Starting at the line that holds "of the swimming" and stopping at the line that holds "of the palm", restate the records below word for word, with both of those lines included.

Photo-based referring expression data
────────────────────
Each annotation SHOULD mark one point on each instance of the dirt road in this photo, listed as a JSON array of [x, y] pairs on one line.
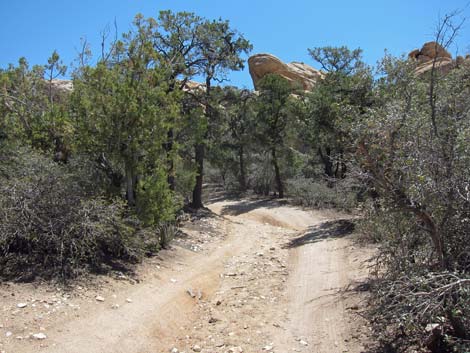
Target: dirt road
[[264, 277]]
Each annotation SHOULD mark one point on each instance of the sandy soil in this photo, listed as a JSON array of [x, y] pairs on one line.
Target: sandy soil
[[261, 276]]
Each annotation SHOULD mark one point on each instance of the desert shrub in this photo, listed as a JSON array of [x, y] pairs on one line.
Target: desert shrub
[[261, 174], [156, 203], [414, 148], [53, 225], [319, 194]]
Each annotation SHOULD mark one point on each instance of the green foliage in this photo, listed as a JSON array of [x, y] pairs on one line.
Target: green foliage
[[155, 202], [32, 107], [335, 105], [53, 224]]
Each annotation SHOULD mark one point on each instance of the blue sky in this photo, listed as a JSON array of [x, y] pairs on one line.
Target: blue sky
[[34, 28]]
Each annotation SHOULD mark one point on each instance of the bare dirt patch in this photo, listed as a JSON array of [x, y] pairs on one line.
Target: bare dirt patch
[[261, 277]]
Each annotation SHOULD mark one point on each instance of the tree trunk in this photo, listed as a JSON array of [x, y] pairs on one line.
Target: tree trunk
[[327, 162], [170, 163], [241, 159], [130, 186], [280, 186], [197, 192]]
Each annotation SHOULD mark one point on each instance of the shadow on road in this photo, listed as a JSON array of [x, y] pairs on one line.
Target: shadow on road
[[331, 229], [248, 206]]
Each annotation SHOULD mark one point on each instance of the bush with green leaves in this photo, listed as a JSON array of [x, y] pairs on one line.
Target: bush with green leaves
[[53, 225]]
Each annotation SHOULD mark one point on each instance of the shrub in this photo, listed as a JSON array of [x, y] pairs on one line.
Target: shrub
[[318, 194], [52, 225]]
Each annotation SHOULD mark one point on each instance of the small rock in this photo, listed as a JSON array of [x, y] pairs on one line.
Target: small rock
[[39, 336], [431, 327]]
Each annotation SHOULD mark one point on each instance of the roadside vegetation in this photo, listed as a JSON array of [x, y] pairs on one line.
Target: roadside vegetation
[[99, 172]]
────────────────────
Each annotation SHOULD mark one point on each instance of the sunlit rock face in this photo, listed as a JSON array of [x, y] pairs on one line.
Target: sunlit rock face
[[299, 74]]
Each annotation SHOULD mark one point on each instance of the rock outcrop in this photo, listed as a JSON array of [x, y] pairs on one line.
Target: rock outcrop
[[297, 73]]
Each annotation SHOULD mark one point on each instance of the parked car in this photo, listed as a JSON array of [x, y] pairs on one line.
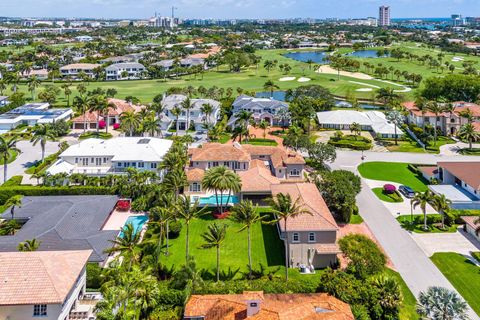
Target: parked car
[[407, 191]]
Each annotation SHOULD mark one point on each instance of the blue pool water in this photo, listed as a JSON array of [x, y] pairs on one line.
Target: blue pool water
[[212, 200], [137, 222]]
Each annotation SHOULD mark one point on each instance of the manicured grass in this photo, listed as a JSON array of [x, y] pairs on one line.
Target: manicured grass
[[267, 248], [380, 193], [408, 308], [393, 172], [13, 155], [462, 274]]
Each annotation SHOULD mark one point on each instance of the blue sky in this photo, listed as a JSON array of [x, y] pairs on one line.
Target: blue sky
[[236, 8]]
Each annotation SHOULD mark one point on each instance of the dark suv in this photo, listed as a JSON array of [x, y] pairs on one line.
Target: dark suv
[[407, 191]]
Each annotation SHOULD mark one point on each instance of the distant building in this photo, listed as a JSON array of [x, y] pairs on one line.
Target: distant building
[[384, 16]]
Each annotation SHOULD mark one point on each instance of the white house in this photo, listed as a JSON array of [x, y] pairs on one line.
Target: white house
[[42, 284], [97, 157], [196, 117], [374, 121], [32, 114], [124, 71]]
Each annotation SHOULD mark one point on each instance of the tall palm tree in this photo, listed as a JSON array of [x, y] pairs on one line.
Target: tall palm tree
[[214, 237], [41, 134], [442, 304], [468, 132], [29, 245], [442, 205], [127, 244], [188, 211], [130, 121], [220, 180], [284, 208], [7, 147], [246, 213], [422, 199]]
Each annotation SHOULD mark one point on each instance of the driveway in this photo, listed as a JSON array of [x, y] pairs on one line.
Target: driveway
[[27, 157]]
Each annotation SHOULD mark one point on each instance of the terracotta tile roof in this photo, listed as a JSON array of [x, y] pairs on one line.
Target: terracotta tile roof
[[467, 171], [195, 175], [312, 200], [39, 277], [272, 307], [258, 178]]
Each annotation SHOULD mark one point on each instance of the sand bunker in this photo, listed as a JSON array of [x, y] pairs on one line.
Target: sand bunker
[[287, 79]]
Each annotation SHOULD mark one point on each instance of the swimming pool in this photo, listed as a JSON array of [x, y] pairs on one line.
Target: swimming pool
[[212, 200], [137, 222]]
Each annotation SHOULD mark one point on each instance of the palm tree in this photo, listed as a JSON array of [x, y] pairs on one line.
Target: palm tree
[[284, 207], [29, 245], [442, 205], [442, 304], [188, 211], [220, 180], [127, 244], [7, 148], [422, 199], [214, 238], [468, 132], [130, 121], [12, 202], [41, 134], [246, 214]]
────────────────────
● Response to the exercise:
Each annotation SHOULD mark one point on each instance of the swimming pool in this photo, listed as a JSON array of [x, y] pairs on one line.
Target: swimming pool
[[212, 200], [137, 222]]
Each annotation SHOULD mark one point on each instance of the palm tree in this photo, listed as a JSON array of [x, y] pairs on one line.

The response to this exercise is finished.